Ada-Rapporteur-Group / User-Community-Input

Ada User Community Input Working Group - Github Mirror Prototype
27 stars 1 forks source link

Generalizing enumeration representations #52

Open ARG-Editor opened 1 year ago

ARG-Editor commented 1 year ago

This issue continues an unfinished topic from Ada 2022. This issue was created to fulfill the ARG resolution of November 10, 2022.


Setting enumeration representation values are done separately from the type declaration, and have rather restrictive rules.

When the representation value is an integral part of the meaning of the type (as often happens when mapping to hardware), this duplication is annoying, especially when many enumeration literals are involved.

Similarly, the restrictive rules associated with enumeration representation values can make it hard to map hardware values to enumeration literals. Less restrictive rules would be helpful.

[Editor's note: This issue was raised from Ada practitioners.]

AI12-0365-1 was created from the original comments; the comments arrived too late to include in Ada 2022.

The following proposals were made in that AI; they include an analysis by the editor as to the feasibility and consistency with Ada semantics.

(1) Allow aspects on enumeration literals, and define one for the representation value. This would look like:

type Opcode is (Add with Rep_Value => 10, Sub with Rep_Value => 11);

Enumeration literals are one of very few declarations in Ada that don't allow aspect specifications, and it certainly would be consistent to allow them there. Unfortunately, the result is a bit wordy.

(2) Allow representation values to be in any order (as opposed to the current requirement that the "codes ... satisfy the predefined ordering relation of the type").

This would make ordering operations more expensive (as the representation values would have to be converted to position values before comparing), but otherwise would not change the needed code. (Note: It could change the cost of a range check, but only in cases where the representation values are currently contiguous; this case is already a special case [a general range check has to use position values] and could still be special-cased if desired).

Note that the representations still would have to be different for each literal - there needs to be a one-to-one mapping (so that operations like 'Pos, 'Val, 'Image, and 'Value work consistently), but there needs to be no order in that mapping.

(3) Allow alternative names to be declared in the enumeration declaration:

type Opcode is (Add with Rep_Value => 10, Alt_Name => Sub, Mul with Rep_Value => 20);

Semantically, this would be the same as the renames:

 function Sub return Opcode renames Add;

The oddity here is having a declaration in an aspect specification. We don't currently have anything like that.

(4) Merge the semantics of the enumeration representation clause with the enumeration type. This would be a less wordy version of (1). This would look something like:

type Opcode is (Add => 10, Sub => 11);

Currently, an enumeration representation clause is resolved as an array aggregate, and any syntax of an array aggregate can be used. That would not be an appropriate definition for this combined declaration, as the aggregate choices don't exist yet, and in any case the type Opcode can't be resolved in its own declaration.

This necessarily means that some custom resolution rules would have to be developed. One possibility would be to define this as a shorthand for the longer aspect specification version given above.

This could be done, but it would be substantial amount of work.

Position annotation records
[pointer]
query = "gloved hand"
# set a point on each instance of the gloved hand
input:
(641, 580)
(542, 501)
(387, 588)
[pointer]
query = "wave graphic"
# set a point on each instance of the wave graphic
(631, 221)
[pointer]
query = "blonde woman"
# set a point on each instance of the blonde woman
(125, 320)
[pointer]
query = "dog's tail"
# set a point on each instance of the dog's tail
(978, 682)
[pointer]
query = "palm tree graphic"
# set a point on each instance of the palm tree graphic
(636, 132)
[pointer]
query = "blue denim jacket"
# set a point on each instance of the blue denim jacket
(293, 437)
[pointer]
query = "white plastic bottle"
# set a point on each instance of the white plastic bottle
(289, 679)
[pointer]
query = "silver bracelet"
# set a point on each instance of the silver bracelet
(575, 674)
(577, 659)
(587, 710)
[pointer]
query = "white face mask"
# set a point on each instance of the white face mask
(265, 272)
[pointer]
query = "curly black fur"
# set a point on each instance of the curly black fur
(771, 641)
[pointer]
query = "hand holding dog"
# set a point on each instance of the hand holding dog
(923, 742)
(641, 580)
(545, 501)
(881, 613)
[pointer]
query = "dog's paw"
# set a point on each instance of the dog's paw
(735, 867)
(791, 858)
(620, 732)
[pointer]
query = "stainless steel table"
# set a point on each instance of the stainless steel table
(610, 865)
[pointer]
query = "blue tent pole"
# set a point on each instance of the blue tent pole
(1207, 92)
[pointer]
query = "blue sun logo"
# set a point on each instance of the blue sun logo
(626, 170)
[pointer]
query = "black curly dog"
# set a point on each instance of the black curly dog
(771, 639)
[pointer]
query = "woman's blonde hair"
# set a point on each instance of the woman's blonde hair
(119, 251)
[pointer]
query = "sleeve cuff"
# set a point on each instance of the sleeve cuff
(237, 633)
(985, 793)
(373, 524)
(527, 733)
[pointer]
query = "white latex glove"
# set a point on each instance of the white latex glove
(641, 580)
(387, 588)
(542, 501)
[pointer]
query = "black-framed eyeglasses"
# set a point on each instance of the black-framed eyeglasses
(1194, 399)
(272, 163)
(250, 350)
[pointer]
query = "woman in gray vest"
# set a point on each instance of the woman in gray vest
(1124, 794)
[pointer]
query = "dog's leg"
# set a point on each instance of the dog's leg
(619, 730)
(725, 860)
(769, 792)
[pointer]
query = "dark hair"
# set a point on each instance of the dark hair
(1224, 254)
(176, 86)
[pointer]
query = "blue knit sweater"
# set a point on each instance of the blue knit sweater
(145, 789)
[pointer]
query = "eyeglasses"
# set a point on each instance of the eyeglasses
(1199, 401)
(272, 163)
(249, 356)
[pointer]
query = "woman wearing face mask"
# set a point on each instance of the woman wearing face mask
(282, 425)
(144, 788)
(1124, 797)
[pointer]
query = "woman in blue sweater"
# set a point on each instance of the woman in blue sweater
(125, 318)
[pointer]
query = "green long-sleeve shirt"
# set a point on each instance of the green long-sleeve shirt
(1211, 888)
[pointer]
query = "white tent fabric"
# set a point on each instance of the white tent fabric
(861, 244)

» Tasks to perform:
A: Return the passage of the enumeration representation issue above, starting with "Open ARG-Editor opened" and going on through "rather restrictive rules.".
B: Resume the discussion of Ada enumeration representations from the point where it stops.

» Outputs for the tasks:
A:
Open ARG-Editor opened 1 year ago

ARG-Editor commented 1 year ago

This issue continues an unfinished topic from Ada 2022. This issue was created to fulfill the ARG resolution of November 10, 2022.


Setting enumeration representation values are done separately from the type declaration, and have rather restrictive rules.

B:
(5) Instead of (2), decouple position values from the order of declaration, assign the position numbers based on the order of the representation values.

This could be done semantically, but it hides a very important property which would no longer be obvious from the declaration. In particular, inclusion/exclusion in/from enumeration ranges depend on the position numbers.

(6) Add unordered enumerations. No ordering operators could be used with these types.

This fixes some of the problems of (5) (and could be combined with (5)), but it brings up issues of its own. One obvious one is that ranges have to be banned for unordered enunerations. Set memberships could replace ranges in most uses (in predicates for subtypes, for instance). However, the basic semantics of all discrete types are based on the base range of the type, and a type without a base range would be a problem. Moreover, no ranges means no arrays indexed by them, eliminating a significant use of enumerations.

Another obvious problem is generic matching; an unordered enumeration shouldn't match a generic formal type with ordering (otherwise, the generic body might depend upon ordering operations of the type). That would mean that an unordered enumeration couldn't be used as a formal discrete type, at a minimum with a usual one (one could define an unordered formal discrete type, but that would have to necessarily be different than the existing ones in some way, such as with an aspect).

(7) Allow overlapping representations, that is, allow more than one enumeration literal to have the same representation value. For instance:

type Opcode is (Add with Rep_Value => 10, Sub with Rep_Value => 10, Mul with Rep_Value => 20);

A one-to-one mapping is fundamental to the Ada semantics. If two values have the same representation value, but necessarily have different position values, how can the compiler tell them apart? How could Add /= Sub if they have the same code?

If they have the same position value, then the issues of (3) occur. Moreover, what is the result of Opcode'Image(Sub)? Note that this makes the Image lookup table more complex, as one would expect Opcode'Value("SUB") to produce Sub (or Add).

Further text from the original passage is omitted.